>>>>>
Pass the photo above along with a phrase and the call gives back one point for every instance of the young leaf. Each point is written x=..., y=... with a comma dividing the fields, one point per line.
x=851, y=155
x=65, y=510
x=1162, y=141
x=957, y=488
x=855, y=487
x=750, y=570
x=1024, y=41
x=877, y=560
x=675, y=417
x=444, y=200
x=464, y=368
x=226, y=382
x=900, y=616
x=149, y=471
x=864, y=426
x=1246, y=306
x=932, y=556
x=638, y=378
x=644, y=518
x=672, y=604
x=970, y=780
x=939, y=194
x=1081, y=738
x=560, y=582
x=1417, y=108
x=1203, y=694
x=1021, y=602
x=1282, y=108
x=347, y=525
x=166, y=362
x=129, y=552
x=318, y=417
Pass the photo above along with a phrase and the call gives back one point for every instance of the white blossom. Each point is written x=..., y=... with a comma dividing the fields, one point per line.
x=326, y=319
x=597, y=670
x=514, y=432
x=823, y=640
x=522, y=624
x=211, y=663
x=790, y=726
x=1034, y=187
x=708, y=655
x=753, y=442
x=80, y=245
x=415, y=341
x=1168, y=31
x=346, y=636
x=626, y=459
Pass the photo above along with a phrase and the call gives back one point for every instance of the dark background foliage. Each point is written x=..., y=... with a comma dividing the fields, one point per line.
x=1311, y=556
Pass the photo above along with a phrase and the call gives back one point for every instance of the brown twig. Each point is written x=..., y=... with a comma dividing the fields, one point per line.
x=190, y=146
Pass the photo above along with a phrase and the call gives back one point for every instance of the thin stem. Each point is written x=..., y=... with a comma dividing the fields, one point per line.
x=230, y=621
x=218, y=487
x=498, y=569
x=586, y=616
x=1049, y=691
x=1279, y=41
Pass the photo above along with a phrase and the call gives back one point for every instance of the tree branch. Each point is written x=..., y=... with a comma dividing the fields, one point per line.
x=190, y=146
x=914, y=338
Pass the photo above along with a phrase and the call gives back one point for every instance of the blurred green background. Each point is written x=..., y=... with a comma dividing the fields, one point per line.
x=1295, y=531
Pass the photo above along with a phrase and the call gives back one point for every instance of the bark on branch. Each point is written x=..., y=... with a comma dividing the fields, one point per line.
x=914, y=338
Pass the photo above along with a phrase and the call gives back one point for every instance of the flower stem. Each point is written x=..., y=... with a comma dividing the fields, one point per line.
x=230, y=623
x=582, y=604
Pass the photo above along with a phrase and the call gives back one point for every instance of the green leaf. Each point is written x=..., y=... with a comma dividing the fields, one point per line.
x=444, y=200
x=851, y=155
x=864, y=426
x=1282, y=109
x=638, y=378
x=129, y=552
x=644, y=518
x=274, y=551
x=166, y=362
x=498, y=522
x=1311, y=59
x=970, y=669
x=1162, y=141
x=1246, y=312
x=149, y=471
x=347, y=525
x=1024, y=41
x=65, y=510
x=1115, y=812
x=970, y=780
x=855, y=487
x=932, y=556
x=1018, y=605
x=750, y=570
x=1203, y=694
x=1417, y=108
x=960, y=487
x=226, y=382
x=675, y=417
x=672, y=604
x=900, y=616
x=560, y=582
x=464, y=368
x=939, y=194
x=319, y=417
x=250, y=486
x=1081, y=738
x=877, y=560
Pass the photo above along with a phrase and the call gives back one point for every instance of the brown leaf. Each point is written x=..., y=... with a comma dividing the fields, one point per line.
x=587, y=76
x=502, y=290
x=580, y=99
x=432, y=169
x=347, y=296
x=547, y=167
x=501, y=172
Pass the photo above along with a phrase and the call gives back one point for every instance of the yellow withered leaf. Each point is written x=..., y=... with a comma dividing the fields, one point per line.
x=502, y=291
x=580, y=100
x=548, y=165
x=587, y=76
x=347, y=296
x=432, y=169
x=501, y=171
<<<<<
▶ PROBLEM TO SOLVE: Recast the entries starting at the line containing "of the flower" and ending at the line containing "x=582, y=604" as a two-column CSV with the headers input and output. Give one row per entry, with the entry's text and its answer each in its own quoted field and every line break replaced by a space.

▶ SOLUTION TO THE EXERCISE:
input,output
"Pass the photo above along with a phrase and the call gives back one point for every instance of the flower stem. Each point is written x=..., y=... with a comma dividing the fields, one point per line.","x=230, y=623 x=582, y=604"